◆ Objectif ◆
Dans le récit ci-dessous sur le château de Noye, recopiez s'il vous plaît à l'identique le passage qui commence par « Lors chevaucha l’avant-garde, où » et se poursuit jusqu'à « trouvoit à qui. ».

Tant exploita l’ost au duc de Lancastre que ils virent le chastel de Noye. Adonc dit le maréchal : « Véez-là Noye en Galice. Si comme la Colloingne est une des clefs de Galice au-lez devers la mer, est le chastel de Noye une autre clef de Galice au-lez devers Castille ; et n’est pas sire de Galice, qui n’est sire de la Colloingne et de Noye. Nous irons jusques à la voir les compagnons. On dit que le Barrois des Barres, un des plus apperts chevaliers du royaume de France, s’y tient. Et si ferons à l’entrée du pont quelque escarmouche. » — « Nous le voulons, » répondirent les compagnons qui chevauchoient de-lez lui, messire Maubruin de Linières, et messire Jean d’Aubrecicourt.

Lors chevaucha l’avant-garde, où bien avoit cinq cents lances, et tous bonnes gens, car le duc y avoit envoyé une partie de ses gens pourtant que il approchoit le chastel, pour faire plus grand’montre à ceux du chastel ; et aussi il savoit bien que son maréchal les iroit voir et faire armes, s’il trouvoit à qui.

Quand la gaitte du châtel vit approcher l’avant-garde et les Anglois, si commença à corner et à lui demener par telle manière que c’étoit grand’plaisance de la voir et ouïr. Le Barrois et les compagnons entendirent tantôt que les Anglois venoient. Si se armèrent et mirent tous en bonne ordonnance ; et étoient bien deux cents hommes d’armes ; et s’en vinrent tout outre jusques aux barrières, et là s’arrêtèrent en bon convenant, Et y avoit douze pennons. Mais messire Jean des Barres étoit le plus renommé, et aussi avoit-il le plus de charge des armes ; et messire Jean de Chastel-Morant après.

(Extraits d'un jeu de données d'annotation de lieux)
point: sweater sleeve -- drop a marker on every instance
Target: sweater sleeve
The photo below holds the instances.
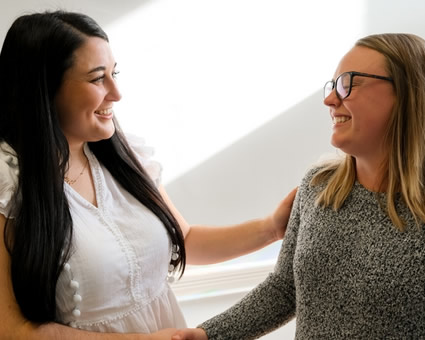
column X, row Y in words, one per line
column 268, row 306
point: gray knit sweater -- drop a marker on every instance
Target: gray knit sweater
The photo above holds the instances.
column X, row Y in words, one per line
column 344, row 275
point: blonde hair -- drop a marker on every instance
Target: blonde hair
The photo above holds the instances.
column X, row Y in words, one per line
column 405, row 135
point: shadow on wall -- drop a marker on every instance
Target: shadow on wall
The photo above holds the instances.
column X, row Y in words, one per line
column 249, row 178
column 104, row 13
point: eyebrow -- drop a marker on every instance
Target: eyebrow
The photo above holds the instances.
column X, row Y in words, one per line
column 99, row 68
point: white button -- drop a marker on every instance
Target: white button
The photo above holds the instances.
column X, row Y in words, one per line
column 74, row 284
column 76, row 312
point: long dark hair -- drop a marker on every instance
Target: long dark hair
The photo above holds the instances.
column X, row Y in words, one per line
column 37, row 50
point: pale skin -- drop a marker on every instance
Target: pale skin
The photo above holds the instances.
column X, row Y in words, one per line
column 84, row 103
column 367, row 111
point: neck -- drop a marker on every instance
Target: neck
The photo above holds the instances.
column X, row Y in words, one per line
column 371, row 175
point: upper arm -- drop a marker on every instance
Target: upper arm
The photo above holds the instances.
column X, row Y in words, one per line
column 184, row 226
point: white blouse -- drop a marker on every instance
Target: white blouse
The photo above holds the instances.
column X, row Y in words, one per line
column 116, row 277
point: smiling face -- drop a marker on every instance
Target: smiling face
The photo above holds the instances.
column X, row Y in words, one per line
column 88, row 91
column 360, row 121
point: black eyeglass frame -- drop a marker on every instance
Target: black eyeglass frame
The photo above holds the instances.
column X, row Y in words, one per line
column 352, row 75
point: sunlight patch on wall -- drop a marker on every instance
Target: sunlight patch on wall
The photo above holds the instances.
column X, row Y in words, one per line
column 196, row 76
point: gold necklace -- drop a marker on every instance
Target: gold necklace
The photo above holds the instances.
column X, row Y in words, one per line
column 72, row 181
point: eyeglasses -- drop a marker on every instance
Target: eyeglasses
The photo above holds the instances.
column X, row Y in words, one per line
column 344, row 83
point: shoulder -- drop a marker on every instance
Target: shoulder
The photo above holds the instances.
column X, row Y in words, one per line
column 144, row 154
column 9, row 173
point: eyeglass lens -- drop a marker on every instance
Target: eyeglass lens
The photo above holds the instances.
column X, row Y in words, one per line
column 342, row 84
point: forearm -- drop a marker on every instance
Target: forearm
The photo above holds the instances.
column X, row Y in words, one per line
column 54, row 331
column 208, row 244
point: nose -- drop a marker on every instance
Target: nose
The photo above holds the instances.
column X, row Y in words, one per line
column 114, row 93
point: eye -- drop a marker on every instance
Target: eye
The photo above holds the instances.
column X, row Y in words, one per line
column 98, row 79
column 115, row 74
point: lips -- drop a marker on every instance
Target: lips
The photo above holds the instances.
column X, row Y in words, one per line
column 104, row 112
column 340, row 119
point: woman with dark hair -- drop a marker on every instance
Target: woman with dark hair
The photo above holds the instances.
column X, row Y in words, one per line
column 352, row 263
column 89, row 237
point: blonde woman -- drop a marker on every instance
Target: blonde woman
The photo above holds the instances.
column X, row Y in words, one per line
column 352, row 263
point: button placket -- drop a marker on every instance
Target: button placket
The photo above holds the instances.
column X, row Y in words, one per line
column 76, row 297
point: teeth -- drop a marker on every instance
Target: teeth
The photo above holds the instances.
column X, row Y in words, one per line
column 104, row 112
column 337, row 120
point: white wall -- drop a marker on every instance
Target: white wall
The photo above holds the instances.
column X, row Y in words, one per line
column 229, row 93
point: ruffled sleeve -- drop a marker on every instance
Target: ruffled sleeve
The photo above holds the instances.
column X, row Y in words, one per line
column 9, row 172
column 144, row 154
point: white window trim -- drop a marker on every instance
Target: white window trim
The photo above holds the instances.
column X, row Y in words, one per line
column 200, row 282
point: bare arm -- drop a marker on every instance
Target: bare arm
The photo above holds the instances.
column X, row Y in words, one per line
column 14, row 326
column 212, row 244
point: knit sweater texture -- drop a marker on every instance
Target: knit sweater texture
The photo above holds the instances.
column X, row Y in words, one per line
column 346, row 274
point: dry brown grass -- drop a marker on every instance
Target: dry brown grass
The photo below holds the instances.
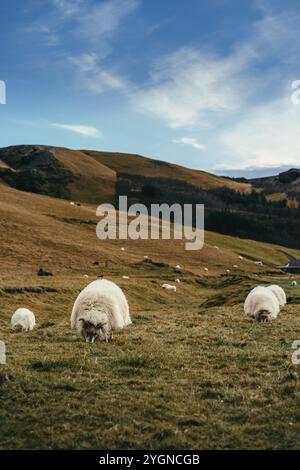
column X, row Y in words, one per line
column 191, row 372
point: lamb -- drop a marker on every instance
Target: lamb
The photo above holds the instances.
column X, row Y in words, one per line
column 169, row 287
column 261, row 305
column 23, row 320
column 100, row 309
column 279, row 294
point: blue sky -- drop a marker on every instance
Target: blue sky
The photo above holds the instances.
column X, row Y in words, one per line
column 203, row 83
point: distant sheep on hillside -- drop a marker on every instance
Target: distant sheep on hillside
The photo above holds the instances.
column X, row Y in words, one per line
column 279, row 294
column 100, row 309
column 23, row 320
column 169, row 287
column 261, row 305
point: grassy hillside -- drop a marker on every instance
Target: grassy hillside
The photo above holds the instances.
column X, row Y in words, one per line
column 142, row 166
column 191, row 372
column 58, row 172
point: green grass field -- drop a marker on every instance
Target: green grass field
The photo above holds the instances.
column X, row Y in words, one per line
column 190, row 373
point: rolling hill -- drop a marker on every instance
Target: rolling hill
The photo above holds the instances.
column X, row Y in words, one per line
column 88, row 176
column 191, row 372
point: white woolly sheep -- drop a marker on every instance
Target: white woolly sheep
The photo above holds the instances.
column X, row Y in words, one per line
column 279, row 294
column 169, row 287
column 100, row 309
column 23, row 320
column 261, row 305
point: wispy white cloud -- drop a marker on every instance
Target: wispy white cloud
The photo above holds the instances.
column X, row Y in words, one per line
column 267, row 136
column 85, row 131
column 104, row 20
column 190, row 88
column 191, row 141
column 187, row 86
column 94, row 77
column 68, row 8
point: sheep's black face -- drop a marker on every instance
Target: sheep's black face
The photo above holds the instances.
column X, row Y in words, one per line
column 18, row 328
column 263, row 316
column 99, row 332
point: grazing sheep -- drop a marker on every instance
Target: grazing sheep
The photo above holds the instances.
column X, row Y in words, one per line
column 261, row 305
column 23, row 320
column 169, row 287
column 100, row 309
column 279, row 294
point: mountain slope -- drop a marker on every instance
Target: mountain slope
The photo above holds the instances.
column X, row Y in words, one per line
column 88, row 176
column 131, row 164
column 57, row 172
column 42, row 231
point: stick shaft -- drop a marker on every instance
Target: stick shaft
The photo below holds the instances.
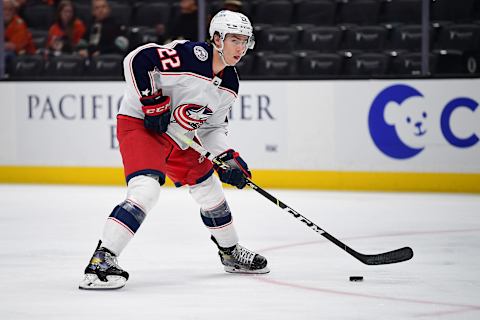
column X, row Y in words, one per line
column 394, row 256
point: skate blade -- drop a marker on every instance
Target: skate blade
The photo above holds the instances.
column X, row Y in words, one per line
column 92, row 282
column 230, row 269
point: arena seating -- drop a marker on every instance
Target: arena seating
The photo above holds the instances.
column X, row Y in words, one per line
column 295, row 39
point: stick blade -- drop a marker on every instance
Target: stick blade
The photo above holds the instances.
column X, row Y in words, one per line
column 395, row 256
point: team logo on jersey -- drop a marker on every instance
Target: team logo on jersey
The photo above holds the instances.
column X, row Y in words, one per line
column 200, row 53
column 191, row 116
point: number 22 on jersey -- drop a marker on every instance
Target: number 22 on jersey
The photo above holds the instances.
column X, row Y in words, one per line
column 169, row 58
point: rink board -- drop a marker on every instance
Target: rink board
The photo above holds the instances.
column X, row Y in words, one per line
column 358, row 135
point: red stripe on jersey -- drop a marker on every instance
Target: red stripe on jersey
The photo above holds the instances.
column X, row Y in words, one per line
column 197, row 76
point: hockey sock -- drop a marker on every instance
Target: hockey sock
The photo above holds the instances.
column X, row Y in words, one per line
column 121, row 226
column 219, row 221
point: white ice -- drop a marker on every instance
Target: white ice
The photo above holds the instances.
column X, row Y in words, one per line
column 48, row 233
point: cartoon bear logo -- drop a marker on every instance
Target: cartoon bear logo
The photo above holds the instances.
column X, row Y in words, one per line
column 398, row 121
column 410, row 120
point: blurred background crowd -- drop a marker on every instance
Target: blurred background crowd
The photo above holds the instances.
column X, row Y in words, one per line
column 295, row 39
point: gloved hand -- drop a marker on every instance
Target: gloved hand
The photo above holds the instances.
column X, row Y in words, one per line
column 157, row 113
column 237, row 172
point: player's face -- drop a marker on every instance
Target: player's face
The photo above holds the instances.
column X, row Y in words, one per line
column 234, row 46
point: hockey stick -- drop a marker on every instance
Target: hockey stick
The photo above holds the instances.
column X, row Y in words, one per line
column 395, row 256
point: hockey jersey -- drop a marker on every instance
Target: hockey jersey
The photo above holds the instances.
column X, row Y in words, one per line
column 183, row 70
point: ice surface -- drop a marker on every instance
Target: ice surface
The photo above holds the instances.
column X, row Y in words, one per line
column 48, row 234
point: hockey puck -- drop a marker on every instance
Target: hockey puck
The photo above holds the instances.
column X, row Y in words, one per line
column 356, row 278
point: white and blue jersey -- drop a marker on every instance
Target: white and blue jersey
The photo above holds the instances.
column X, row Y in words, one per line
column 183, row 70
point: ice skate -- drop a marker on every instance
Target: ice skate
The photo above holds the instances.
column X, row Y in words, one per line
column 103, row 271
column 238, row 259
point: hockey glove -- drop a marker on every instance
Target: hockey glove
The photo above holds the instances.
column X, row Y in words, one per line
column 157, row 113
column 237, row 172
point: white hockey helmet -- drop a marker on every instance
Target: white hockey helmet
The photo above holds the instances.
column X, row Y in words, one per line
column 226, row 21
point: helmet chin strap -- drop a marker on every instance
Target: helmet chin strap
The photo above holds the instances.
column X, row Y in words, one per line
column 220, row 53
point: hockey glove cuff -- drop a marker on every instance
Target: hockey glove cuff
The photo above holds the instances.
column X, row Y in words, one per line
column 237, row 173
column 157, row 113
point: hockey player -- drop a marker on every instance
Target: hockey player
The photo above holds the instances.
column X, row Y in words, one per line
column 185, row 88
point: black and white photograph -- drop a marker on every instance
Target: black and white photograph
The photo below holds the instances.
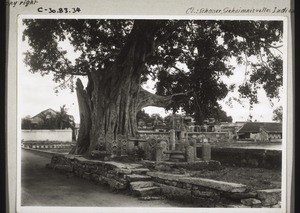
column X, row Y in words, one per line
column 152, row 112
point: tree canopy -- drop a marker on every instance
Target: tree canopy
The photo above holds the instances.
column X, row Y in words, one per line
column 186, row 56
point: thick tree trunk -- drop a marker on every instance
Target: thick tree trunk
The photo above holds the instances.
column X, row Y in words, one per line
column 109, row 104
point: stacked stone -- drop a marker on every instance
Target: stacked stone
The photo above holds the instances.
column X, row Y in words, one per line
column 116, row 175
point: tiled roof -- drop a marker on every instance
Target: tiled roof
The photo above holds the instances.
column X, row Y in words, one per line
column 254, row 127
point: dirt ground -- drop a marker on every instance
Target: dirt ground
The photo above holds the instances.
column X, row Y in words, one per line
column 254, row 178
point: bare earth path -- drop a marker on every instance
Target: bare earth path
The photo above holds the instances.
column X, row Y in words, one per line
column 45, row 187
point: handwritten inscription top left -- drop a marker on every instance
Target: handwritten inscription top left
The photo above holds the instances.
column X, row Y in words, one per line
column 24, row 3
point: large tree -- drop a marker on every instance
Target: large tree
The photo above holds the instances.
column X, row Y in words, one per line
column 186, row 57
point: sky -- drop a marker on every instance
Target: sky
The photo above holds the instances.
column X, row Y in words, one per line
column 36, row 93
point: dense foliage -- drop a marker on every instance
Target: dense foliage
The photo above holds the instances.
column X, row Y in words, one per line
column 188, row 56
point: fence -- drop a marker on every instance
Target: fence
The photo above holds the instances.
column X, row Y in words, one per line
column 63, row 135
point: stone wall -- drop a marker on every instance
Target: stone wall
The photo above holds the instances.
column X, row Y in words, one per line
column 211, row 193
column 257, row 158
column 64, row 135
column 116, row 175
column 205, row 192
column 211, row 137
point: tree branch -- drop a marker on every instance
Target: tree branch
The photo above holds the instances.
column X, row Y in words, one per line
column 149, row 99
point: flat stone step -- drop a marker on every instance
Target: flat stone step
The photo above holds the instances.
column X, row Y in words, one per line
column 137, row 177
column 203, row 182
column 148, row 198
column 141, row 184
column 140, row 171
column 147, row 192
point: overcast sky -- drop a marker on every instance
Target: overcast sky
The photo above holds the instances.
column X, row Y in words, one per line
column 36, row 93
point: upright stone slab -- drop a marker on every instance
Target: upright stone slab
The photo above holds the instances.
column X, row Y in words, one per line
column 269, row 197
column 190, row 154
column 122, row 143
column 172, row 139
column 165, row 148
column 206, row 151
column 158, row 152
column 150, row 149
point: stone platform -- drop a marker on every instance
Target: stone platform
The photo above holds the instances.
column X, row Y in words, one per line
column 148, row 183
column 199, row 165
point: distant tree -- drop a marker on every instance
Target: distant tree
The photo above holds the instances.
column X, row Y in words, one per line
column 219, row 115
column 64, row 120
column 142, row 115
column 26, row 123
column 277, row 114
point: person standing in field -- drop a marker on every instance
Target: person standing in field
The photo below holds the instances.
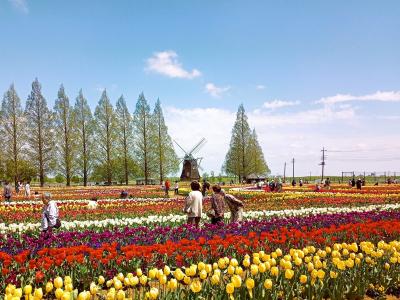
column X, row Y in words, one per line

◆ Réponse complète ◆
Lors chevaucha l’avant-garde, où bien avoit cinq cents lances, et tous bonnes gens, car le duc y avoit envoyé une partie de ses gens pourtant que il approchoit le chastel, pour faire plus grand’montre à ceux du chastel ; et aussi il savoit bien que son maréchal les iroit voir et faire armes, s’il trouvoit à qui.